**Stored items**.
━━━━━━

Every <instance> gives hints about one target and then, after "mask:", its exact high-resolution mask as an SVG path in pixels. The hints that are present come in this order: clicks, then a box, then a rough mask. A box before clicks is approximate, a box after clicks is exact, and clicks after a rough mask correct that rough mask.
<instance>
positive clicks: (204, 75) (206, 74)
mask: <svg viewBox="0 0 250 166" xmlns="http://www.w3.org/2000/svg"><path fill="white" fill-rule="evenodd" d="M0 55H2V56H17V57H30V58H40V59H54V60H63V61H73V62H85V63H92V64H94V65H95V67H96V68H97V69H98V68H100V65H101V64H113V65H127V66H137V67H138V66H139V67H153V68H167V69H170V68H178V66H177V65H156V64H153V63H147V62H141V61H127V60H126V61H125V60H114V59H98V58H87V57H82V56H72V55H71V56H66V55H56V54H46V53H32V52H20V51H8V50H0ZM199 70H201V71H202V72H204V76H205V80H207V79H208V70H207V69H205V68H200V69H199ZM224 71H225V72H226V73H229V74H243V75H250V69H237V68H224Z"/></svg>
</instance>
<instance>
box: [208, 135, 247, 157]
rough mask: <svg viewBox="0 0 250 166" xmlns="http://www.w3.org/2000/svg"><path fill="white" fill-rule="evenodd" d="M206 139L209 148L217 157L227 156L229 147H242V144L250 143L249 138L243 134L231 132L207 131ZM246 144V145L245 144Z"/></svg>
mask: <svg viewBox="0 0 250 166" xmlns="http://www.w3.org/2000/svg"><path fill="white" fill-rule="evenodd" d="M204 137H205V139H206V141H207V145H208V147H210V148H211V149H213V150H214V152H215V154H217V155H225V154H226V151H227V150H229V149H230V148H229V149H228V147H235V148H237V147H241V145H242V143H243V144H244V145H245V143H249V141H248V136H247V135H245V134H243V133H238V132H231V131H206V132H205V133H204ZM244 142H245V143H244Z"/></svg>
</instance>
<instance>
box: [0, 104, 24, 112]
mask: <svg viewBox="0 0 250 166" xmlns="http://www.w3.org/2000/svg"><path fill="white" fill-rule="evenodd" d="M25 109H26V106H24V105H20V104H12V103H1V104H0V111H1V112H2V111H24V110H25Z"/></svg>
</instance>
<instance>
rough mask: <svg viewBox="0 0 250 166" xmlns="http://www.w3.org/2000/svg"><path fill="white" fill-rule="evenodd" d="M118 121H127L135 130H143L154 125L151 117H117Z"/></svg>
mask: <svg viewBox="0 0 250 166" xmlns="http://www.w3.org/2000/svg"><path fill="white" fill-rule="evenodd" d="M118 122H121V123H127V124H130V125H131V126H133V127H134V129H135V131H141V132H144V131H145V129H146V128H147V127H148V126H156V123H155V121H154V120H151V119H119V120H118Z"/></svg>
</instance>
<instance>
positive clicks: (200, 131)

━━━━━━

**EXERCISE DIRECTIONS**. Nothing but the lines from the one containing "121H127L135 130H143L154 125L151" through the end of the entries belongs in the answer; repeat them exactly.

**EXERCISE ANSWER**.
rough mask: <svg viewBox="0 0 250 166" xmlns="http://www.w3.org/2000/svg"><path fill="white" fill-rule="evenodd" d="M118 121H127L135 130H143L154 125L151 117H117Z"/></svg>
mask: <svg viewBox="0 0 250 166" xmlns="http://www.w3.org/2000/svg"><path fill="white" fill-rule="evenodd" d="M118 122H121V123H127V124H130V125H131V126H133V127H134V129H135V131H141V132H144V131H145V129H146V128H147V127H148V126H156V123H155V121H154V120H151V119H119V120H118Z"/></svg>
</instance>
<instance>
positive clicks: (200, 131)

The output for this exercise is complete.